## Instructions for the task:
In the Labor Day editorial below, which magazine is said to have recently run a cover story on income inequality?

## Text shown:
◇ ◇ ◇ ◇
The Virginian-Pilot
                             THE VIRGINIAN-PILOT 
              Copyright (c) 1994, Landmark Communications, Inc.

DATE: Monday, September 5, 1994              TAG: 9409010019
SECTION: FRONT                    PAGE: A8   EDITION: FINAL 
TYPE: Editorial 
                                             LENGTH: Medium:   55 lines

MOST AMERICANS ARE BETTER OFF LABOR DAY 1994

Labor Day is a time of mixed feelings for many. It's a long weekend, a chance to relax with family and friends and enjoy the fruits of what our labor has brought us. At the same time, it's tinged with sadness, the knowledge that another summer has passed and autumn's first frosts aren't far off.

It's also a time for reflection on the value of work. Always, it seems, people complain that things used to be better. Very few of us don't feel that we get worse off financially than better. Business Week magazine recently devoted a cover story to that old bugaboo from the Reagan years, income inequality. Some fret that it's rising. The figures, however, indicate that the gap between rich and poor widens because most Americans are getting richer, not poorer.
◇ ◇ ◇ ◇
(Position annotation records)
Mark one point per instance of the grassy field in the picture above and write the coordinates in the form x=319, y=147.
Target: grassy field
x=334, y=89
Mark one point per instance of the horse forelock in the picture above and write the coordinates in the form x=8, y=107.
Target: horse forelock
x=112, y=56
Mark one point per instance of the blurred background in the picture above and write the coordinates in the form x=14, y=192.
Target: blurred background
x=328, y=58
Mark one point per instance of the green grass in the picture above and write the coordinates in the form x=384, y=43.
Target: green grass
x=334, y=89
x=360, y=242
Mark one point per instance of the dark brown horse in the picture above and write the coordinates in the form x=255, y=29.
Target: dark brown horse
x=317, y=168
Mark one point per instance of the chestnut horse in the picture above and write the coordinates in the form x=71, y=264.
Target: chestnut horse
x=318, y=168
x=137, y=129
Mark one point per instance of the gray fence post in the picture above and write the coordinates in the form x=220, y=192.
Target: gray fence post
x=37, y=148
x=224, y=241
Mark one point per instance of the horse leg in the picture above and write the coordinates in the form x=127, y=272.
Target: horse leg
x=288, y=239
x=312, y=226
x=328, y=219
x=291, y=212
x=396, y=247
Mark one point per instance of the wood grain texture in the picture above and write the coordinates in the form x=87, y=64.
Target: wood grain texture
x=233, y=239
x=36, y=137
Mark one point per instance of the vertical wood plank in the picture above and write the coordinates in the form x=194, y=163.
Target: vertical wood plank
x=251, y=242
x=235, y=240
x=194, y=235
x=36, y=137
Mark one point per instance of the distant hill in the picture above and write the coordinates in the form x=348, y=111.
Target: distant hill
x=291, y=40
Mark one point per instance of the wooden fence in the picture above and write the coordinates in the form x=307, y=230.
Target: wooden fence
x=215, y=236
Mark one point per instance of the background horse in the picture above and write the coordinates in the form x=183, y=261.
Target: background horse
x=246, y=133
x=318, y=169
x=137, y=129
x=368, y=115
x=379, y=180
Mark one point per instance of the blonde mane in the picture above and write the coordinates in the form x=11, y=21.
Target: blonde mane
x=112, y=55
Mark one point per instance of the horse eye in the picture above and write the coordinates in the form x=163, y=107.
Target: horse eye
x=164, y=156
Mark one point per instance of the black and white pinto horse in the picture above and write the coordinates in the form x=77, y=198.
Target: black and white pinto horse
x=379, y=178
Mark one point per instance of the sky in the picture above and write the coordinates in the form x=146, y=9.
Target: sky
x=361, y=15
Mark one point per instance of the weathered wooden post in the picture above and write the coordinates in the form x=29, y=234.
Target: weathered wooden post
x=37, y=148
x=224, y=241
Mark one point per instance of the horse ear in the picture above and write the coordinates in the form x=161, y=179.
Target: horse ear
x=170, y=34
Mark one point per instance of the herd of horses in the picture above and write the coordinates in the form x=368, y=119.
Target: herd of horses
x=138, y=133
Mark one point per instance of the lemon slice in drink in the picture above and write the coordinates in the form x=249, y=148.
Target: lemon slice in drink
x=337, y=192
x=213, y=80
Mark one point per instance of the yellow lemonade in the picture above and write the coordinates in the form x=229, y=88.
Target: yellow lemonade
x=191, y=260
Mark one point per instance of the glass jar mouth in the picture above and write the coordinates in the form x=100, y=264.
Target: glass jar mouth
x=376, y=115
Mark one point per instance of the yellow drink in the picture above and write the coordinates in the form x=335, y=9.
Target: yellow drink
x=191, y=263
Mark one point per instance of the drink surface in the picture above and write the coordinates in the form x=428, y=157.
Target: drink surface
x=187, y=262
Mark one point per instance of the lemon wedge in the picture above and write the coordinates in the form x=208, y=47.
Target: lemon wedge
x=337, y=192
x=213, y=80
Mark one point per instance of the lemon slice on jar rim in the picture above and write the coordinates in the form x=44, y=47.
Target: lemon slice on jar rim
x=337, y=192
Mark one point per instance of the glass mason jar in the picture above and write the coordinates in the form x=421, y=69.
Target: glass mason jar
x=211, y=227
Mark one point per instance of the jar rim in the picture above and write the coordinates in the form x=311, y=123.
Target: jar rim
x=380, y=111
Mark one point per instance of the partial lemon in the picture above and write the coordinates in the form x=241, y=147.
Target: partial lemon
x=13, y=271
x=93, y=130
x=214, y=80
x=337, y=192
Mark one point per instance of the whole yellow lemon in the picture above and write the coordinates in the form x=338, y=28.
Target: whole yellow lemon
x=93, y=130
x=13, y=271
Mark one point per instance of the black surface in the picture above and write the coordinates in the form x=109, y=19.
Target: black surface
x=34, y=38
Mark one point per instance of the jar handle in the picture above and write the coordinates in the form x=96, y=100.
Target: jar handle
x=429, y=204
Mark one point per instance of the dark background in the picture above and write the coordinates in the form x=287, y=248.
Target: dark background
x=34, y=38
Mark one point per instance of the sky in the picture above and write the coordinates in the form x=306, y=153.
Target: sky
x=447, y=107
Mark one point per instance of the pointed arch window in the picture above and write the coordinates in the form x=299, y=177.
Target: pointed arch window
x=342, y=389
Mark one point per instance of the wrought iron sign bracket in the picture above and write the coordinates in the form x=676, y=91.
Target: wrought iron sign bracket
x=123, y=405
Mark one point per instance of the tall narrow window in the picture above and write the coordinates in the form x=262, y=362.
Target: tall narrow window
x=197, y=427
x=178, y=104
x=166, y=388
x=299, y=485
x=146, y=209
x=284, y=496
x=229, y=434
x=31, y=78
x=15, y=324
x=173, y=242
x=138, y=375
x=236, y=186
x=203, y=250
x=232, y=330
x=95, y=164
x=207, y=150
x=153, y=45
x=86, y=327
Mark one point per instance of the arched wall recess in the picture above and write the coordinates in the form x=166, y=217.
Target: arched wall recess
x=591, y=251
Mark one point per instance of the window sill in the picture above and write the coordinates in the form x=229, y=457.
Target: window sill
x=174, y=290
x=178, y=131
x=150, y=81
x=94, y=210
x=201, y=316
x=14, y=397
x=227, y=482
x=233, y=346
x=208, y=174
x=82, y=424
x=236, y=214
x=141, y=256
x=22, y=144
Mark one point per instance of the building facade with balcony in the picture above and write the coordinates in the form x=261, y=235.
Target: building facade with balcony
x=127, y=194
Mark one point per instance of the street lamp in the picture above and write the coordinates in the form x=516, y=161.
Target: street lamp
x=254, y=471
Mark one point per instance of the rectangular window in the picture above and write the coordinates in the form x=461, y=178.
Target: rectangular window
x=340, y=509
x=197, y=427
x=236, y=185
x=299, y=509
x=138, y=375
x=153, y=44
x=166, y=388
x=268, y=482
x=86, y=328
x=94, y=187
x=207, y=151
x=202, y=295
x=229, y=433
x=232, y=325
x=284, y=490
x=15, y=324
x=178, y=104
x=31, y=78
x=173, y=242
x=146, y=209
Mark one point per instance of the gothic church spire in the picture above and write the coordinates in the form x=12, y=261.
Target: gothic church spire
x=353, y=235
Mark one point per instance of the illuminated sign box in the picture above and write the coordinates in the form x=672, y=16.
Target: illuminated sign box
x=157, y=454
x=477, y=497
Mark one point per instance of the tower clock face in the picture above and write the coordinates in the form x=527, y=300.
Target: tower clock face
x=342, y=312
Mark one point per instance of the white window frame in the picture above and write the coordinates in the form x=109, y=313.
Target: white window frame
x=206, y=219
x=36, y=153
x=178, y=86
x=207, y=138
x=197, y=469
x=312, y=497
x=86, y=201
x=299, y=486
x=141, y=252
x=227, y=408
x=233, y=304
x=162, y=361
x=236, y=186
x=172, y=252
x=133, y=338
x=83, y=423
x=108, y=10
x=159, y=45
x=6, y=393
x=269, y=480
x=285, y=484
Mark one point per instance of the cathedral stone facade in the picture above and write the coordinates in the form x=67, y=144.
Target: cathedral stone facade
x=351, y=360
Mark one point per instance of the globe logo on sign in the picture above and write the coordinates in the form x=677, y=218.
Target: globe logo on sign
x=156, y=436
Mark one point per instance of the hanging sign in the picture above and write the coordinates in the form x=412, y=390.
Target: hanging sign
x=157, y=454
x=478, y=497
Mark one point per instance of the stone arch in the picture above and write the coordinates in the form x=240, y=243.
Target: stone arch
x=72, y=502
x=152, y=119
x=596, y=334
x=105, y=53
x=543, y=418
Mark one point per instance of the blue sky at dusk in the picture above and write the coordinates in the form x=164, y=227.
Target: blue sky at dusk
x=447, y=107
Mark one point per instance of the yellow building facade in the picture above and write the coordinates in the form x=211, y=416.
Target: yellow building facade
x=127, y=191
◇ ◇ ◇ ◇
## Result of this task:
Business Week magazine.